8.4.2 Bioaugmentation Approach II
Approach II uses an effective constitutive strain that can transform TCE or other CAHs
while being maintained in situ on a non-inhibiting growth substrate. A mutant strain of
Burkholderia cepacia G4 (PR1 301 ) that constitutively expresses TMO was developed for this
purpose, and tested in microcosms (Munakata-Marr et al., 1996 , 1997 ) and in the field
(Bourquin et al., 1997 ; McCarty et al., 1998b ).
8.4.2.1 Bioaugmentation with a Constitutive Burkholderia cepacia G4:
Microcosm Tests
Munakata-Marr et al. ( 1996 ) evaluated TCE cometabolism in small laboratory columns
packed with aquifer material from the Moffett Test Facility. The columns were bioaugmented
with a wild type strain of Burkholderia (Pseudomonas) cepacia G4 and a nonrecombinant
mutant of G4 (PR1 301 ) that is capable of constitutive degradation of TCE in the absence of
toluene or phenol. The bacterial strain used in the bioaugmentation was the wild type strain
Burkholderia (Pseudomonas) cepacia G4 that was isolated by Nelson et al. ( 1986 ). Strain G4
cometabolizes TCE using the o TOM enzyme, and is induced by either phenol or toluene. Two
mutants of G4 also were evaluated: B. cepacia PR1 23 (Shields et al., 1995 ) and PR1 301 developed
by Munakata-Marr et al. ( 1996 ). Both mutants express o TOM constitutively when grown on
substrates such as lactate.
The columns were periodically exchanged with groundwater amended with TCE (250 m g/L),
DO (31 mg/L) and either lactate (15 mg/L) or phenol (6.5 mg/L). Two types of tests were
performed: (1) a high density single bioaugmentation (1-11 mg of cells) to sterile and nonsterile
aquifer columns; and (2) low density semicontinuous bioaugmentation (70 m g of cells were
added with each exchange).
******************************
## Apply what you read
1 – In the bioaugmentation text, where did the aquifer material used to pack the laboratory columns come from?
2 – Return, word for word, the part of the bioaugmentation text that opens with the words containing "The columns were periodically" and closes with "with each exchange).".
3 – Extend the text on bioaugmentation with Burkholderia cepacia G4 from the point where it stops.
******************************
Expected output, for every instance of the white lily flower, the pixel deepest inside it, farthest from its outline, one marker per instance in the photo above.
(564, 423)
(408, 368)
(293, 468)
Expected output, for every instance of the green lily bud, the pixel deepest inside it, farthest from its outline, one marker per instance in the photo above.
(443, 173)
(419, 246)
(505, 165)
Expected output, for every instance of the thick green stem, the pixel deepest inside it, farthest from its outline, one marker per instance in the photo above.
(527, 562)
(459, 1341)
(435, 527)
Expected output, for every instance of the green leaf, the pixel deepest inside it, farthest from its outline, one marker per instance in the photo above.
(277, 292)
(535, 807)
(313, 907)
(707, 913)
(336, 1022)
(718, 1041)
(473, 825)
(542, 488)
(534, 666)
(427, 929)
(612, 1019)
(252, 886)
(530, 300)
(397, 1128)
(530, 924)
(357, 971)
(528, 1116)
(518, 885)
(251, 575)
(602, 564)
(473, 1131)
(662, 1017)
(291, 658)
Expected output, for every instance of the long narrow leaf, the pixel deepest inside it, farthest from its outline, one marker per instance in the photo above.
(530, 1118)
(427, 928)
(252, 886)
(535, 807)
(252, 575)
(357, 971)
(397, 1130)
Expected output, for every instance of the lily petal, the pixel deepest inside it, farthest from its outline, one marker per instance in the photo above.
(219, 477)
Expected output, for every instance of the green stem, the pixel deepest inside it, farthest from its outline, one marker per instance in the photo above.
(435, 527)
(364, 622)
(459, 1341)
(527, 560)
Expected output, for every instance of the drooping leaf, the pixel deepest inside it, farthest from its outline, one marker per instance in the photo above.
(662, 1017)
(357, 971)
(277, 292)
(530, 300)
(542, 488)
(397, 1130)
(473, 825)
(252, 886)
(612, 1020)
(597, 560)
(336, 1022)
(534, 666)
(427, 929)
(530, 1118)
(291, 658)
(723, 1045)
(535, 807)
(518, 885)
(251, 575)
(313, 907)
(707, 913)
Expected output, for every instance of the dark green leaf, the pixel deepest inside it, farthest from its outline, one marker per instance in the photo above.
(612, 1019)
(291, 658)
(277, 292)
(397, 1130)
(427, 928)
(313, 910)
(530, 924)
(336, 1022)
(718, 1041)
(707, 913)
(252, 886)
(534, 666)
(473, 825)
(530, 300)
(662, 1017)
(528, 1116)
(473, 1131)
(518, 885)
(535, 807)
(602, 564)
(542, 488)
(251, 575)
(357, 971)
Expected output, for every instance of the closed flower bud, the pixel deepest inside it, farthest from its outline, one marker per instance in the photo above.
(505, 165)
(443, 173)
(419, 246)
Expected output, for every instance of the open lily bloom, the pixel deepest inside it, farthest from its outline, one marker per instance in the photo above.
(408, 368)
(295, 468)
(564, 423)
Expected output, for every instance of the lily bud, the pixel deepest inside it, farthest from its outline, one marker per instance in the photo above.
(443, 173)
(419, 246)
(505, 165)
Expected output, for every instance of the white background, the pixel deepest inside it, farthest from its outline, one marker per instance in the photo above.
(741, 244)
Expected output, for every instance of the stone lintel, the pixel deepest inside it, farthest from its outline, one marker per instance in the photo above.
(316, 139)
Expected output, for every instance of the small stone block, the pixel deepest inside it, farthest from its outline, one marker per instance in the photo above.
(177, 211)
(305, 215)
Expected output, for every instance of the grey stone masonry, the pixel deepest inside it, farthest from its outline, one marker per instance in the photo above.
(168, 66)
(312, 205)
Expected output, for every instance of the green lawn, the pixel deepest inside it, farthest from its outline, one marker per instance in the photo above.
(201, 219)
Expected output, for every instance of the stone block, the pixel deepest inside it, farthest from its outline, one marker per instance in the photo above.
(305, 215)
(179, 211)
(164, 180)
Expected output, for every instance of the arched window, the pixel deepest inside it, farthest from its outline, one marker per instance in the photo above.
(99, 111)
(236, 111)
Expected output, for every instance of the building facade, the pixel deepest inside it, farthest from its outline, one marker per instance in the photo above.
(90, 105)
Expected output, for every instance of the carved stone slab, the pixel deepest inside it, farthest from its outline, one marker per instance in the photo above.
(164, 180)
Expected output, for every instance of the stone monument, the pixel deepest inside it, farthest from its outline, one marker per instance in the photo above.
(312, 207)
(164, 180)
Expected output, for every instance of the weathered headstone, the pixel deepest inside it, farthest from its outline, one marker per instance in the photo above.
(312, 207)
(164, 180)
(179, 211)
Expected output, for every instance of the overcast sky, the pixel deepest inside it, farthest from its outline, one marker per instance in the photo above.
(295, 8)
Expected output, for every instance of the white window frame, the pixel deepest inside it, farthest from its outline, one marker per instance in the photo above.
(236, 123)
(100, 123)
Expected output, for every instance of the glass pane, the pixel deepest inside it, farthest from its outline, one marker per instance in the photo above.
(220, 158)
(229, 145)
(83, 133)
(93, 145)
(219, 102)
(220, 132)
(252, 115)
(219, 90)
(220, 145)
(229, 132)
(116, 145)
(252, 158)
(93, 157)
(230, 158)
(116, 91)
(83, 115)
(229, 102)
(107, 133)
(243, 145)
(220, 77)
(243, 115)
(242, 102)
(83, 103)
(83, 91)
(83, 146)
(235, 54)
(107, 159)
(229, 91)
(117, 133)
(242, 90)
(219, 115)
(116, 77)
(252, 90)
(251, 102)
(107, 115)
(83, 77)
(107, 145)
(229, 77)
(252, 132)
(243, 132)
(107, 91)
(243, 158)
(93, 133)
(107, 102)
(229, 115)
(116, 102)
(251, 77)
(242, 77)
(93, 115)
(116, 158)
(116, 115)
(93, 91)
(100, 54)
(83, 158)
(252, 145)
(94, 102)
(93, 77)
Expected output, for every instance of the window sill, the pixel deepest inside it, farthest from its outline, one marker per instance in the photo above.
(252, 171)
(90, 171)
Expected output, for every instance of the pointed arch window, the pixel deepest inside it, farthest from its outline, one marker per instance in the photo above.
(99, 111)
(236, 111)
******************************
## Outputs by task
1 – The Moffett Test Facility.

2 –
The columns were periodically exchanged with groundwater amended with TCE (250 m g/L),
DO (31 mg/L) and either lactate (15 mg/L) or phenol (6.5 mg/L). Two types of tests were
performed: (1) a high density single bioaugmentation (1-11 mg of cells) to sterile and nonsterile
aquifer columns; and (2) low density semicontinuous bioaugmentation (70 m g of cells were
added with each exchange).

3 –
In the high density tests, dissolved oxygen was completely consumed in all the phenol- and
lactate-fed microcosms when higher primary substrate concentrations were used. Even when
the substrate concentrations were lowered, TCE degradation was limited. The high density
bioaugmentation with PR1 301 did not successfully degrade TCE.
In the low density tests, the microcosm that was fed G4 with no substrate achieved the same
degree of TCE removal as the microcosm fed only phenol and not bioaugmented. This result
indicated the successful bioaugmentation of an induced culture for its transformation potential
alone (Approach I). The addition of PR1 301 culture when grown on lactate, but fed phenol, was
effective in transforming TCE. The authors indicated that this result has practical implications
for field scale bioaugmentation, in that large quantities of cells for bioaugmentation can be
grown on a non-toxic compound, such as lactate, and then induced on concentrations of phenol
as low as 1 mg/L. Lactate-grown G4 and PR1 301 , when fed phenol, transformed TCE. Bioaug-
mentation with cultures known to degrade TCE more than doubled the extent of TCE
degradation compared with microcosms fed phenol only and that stimulated indigenous strains.